- _Цель_
Найдите в материале все строки со словом «metal» и выпишите их. Регистр учитывается.

- _Материал_
++++++

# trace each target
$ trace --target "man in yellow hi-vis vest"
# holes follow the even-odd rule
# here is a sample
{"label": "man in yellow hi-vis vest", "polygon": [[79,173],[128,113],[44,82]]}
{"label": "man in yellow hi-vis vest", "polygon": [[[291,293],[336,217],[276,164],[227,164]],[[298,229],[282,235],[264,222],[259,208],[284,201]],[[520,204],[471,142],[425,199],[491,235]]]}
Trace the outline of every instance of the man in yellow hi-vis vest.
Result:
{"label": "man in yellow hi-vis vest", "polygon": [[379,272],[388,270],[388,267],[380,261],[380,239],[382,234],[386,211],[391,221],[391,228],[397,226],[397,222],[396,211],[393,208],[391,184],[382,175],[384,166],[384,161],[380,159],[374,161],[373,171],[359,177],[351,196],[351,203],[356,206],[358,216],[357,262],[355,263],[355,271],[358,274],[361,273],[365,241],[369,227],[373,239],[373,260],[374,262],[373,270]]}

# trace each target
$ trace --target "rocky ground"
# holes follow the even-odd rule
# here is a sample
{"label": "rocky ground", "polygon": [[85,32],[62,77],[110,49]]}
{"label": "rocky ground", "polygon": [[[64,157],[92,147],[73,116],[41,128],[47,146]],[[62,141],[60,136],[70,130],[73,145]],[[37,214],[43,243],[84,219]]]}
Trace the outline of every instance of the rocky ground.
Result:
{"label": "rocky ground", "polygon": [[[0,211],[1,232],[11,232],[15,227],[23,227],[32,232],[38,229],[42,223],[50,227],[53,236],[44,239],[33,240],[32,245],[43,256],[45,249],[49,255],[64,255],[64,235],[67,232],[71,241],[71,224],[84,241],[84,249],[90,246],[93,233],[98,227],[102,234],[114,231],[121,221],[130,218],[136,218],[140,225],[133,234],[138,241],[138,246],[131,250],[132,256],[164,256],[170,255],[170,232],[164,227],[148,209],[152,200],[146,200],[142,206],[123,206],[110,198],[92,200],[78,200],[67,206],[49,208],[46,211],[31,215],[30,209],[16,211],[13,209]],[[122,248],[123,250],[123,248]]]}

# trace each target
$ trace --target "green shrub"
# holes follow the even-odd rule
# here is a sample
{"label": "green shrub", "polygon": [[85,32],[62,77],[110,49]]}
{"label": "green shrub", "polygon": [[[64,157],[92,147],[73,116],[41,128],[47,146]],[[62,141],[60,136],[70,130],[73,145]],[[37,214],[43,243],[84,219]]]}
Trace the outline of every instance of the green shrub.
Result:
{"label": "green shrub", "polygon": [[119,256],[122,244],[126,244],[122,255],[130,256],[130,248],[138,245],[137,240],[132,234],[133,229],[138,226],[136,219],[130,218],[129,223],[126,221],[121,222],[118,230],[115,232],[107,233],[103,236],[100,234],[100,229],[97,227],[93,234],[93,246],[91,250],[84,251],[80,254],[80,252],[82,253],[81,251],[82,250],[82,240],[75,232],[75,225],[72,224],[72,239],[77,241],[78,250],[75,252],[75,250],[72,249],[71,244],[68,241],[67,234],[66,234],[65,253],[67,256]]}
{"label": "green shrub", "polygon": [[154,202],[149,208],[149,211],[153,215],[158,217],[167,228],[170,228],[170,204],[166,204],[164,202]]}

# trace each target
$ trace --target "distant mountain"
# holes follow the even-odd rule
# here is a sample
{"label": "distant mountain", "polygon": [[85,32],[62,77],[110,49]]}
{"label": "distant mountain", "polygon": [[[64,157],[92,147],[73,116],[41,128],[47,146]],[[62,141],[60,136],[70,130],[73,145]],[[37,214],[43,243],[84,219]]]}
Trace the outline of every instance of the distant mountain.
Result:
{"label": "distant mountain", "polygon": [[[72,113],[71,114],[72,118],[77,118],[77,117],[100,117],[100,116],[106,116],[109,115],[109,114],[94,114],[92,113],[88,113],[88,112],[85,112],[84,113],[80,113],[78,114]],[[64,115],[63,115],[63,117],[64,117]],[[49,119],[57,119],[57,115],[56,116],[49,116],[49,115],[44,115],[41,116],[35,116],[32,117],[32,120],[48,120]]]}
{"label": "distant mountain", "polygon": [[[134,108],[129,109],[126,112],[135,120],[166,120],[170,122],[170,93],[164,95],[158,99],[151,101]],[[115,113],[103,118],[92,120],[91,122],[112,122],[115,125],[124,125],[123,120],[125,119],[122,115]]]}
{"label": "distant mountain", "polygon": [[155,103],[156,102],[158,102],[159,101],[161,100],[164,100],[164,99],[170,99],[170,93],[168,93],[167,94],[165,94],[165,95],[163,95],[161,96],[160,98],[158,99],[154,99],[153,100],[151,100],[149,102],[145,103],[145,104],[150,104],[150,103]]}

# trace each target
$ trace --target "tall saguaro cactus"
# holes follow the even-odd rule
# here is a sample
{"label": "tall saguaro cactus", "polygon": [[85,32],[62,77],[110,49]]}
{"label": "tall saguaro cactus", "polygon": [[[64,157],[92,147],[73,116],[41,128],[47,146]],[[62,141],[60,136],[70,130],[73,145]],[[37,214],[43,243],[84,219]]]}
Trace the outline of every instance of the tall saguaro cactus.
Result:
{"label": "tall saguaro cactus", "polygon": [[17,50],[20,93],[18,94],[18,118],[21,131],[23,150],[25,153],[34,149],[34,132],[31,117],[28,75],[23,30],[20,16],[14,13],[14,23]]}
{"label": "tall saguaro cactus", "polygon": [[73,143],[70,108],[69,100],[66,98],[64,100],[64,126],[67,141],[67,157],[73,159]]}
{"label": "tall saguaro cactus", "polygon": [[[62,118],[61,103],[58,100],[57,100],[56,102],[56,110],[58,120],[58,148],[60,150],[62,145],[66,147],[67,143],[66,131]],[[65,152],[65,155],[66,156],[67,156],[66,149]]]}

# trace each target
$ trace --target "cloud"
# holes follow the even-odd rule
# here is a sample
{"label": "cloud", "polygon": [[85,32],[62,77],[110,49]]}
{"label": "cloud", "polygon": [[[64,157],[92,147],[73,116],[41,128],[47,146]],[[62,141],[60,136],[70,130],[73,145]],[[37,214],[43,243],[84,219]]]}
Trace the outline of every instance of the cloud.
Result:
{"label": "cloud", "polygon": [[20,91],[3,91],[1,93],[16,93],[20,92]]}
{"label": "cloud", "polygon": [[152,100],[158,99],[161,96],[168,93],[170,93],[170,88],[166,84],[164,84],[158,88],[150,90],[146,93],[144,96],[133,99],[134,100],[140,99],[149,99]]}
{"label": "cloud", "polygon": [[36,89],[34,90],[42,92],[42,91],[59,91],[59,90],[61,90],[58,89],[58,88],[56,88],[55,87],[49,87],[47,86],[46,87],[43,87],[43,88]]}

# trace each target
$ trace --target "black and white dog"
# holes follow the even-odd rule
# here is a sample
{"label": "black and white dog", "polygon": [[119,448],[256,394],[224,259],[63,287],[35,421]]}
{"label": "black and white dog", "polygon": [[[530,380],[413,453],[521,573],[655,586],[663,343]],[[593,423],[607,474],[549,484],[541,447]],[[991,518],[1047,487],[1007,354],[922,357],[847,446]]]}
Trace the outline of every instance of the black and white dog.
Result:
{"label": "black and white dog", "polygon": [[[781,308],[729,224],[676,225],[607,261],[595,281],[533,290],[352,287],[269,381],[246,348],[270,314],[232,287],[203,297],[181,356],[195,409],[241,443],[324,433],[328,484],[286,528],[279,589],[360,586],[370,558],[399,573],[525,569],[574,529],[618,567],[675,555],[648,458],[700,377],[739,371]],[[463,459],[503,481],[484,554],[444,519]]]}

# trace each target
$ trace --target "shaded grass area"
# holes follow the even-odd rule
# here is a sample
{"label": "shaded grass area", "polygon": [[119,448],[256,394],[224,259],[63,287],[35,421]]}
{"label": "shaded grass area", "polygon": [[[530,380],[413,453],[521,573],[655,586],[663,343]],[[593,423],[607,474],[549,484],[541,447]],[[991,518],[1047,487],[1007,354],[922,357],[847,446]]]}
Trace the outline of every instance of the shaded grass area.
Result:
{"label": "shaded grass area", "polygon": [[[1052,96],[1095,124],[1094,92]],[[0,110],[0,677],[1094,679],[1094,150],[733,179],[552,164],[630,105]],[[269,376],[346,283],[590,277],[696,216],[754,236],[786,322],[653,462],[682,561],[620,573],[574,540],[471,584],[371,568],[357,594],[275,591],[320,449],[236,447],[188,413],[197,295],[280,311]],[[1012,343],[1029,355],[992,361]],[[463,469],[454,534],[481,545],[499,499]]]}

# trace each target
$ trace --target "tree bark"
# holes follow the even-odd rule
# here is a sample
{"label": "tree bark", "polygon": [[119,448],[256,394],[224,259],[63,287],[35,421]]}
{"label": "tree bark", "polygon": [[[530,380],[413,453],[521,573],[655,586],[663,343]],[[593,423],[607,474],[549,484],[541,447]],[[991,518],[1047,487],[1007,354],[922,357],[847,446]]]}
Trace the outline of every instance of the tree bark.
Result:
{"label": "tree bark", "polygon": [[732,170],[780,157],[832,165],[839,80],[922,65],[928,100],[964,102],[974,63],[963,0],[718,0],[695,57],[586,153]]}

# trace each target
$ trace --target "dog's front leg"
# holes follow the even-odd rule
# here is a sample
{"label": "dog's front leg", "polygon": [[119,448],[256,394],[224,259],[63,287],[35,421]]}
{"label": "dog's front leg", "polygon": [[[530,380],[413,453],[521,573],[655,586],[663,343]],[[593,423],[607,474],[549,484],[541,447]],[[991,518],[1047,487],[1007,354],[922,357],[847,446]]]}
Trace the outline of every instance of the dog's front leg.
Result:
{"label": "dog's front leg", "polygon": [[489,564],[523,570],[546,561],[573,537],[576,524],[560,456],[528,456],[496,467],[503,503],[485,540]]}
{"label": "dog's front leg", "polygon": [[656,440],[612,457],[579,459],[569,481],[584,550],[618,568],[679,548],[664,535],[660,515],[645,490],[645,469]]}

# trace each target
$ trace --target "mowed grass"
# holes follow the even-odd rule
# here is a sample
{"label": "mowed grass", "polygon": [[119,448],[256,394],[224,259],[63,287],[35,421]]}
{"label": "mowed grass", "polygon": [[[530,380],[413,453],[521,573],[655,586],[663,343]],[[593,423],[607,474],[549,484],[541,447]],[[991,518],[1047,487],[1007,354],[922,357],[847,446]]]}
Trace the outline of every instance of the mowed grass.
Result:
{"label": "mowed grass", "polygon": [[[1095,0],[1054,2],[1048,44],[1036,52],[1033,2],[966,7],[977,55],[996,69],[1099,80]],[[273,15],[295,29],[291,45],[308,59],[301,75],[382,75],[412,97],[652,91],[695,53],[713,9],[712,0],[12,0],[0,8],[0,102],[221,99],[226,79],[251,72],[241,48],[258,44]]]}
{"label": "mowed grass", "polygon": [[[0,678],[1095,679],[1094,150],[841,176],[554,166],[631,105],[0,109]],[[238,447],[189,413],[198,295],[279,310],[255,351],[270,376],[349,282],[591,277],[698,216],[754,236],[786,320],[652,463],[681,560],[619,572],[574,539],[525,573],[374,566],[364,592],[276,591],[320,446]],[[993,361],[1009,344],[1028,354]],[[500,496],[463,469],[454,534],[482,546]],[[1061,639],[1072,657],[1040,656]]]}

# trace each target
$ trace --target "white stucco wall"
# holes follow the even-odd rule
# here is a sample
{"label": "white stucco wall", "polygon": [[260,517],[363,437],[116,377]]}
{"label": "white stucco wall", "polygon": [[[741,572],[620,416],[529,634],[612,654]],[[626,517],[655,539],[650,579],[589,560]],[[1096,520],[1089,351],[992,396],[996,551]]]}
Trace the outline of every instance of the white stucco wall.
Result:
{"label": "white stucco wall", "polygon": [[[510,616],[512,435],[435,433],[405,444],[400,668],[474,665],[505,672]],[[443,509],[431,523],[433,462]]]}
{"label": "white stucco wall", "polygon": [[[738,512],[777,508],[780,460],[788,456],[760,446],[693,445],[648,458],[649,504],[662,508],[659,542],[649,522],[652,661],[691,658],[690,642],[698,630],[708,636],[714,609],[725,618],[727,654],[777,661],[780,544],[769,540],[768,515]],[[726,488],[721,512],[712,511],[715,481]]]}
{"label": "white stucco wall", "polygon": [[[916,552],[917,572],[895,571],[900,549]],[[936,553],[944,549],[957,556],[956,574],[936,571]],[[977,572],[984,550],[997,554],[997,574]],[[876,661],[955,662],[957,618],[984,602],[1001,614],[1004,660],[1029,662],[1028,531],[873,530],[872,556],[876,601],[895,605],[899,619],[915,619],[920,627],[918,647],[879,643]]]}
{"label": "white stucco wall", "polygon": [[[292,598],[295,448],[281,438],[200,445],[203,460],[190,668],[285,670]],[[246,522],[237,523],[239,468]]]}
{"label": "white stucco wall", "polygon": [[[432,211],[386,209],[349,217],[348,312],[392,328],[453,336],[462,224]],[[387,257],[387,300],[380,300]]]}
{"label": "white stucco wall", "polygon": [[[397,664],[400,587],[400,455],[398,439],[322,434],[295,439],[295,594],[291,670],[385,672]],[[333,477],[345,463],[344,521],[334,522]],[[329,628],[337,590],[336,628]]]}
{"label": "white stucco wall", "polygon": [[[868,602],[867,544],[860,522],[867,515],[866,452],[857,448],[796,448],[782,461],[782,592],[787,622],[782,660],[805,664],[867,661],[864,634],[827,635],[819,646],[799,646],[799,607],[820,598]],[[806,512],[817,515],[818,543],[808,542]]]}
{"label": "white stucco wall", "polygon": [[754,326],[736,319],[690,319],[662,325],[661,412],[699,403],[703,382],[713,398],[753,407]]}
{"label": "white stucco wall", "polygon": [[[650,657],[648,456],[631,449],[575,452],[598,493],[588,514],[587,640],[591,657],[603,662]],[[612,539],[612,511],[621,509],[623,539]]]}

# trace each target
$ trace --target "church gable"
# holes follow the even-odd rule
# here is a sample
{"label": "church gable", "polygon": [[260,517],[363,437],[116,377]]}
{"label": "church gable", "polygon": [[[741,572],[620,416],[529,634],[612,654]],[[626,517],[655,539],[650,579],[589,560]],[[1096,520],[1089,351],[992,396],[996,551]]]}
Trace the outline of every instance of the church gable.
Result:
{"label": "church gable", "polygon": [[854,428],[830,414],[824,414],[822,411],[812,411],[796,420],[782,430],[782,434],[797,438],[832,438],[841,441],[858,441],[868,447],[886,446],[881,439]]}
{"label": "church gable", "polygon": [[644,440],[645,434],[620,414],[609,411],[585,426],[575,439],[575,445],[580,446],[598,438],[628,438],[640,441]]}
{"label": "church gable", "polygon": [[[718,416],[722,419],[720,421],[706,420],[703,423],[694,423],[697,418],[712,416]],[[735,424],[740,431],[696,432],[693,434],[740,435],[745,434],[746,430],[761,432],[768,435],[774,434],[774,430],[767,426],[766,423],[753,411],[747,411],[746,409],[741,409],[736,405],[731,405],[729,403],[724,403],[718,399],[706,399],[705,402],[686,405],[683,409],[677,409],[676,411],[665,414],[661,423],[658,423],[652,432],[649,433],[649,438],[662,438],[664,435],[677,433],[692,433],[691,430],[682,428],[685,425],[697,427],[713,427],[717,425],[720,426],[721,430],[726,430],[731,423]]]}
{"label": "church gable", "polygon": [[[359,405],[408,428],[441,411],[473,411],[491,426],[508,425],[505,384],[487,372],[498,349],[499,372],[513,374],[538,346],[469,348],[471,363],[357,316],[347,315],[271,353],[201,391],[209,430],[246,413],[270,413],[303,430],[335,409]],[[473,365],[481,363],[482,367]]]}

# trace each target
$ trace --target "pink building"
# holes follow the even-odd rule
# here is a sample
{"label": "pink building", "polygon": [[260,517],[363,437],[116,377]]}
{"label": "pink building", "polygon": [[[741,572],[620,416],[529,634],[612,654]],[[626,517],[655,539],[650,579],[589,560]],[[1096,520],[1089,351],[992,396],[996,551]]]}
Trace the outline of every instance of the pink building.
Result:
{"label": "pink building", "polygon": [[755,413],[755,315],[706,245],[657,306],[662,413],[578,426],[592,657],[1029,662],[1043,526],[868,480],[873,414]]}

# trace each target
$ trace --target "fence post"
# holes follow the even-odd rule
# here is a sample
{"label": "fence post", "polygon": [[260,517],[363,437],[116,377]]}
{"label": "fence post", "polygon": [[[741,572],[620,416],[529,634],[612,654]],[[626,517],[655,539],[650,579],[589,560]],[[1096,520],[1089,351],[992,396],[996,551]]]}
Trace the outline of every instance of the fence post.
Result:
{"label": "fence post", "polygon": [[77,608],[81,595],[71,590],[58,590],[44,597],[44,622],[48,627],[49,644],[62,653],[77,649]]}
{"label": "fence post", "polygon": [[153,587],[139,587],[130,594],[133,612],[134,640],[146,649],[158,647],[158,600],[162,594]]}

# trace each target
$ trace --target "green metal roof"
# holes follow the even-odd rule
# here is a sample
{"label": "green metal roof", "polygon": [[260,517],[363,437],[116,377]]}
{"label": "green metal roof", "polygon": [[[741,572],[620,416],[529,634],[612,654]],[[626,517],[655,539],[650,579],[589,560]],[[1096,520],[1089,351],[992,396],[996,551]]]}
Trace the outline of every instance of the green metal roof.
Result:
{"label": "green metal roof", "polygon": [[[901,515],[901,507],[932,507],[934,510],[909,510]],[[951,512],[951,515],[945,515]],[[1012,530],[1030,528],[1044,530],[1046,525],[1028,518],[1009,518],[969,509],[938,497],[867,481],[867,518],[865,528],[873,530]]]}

++++++

- _Решение задания_
$ trace --target "green metal roof"
{"label": "green metal roof", "polygon": [[260,517],[363,437],[116,377]]}
{"label": "green metal roof", "polygon": [[[741,572],[620,416],[529,634],[612,654]],[[626,517],[655,539],[650,579],[589,560]],[[1096,520],[1089,351],[992,396],[996,551]]]}
Trace the outline of every instance of the green metal roof.
{"label": "green metal roof", "polygon": [[[901,515],[901,507],[932,507],[934,510],[909,510]],[[951,512],[951,515],[945,515]],[[1012,530],[1030,528],[1044,530],[1046,525],[1028,518],[1009,518],[969,509],[938,497],[867,481],[867,518],[865,528],[873,530]]]}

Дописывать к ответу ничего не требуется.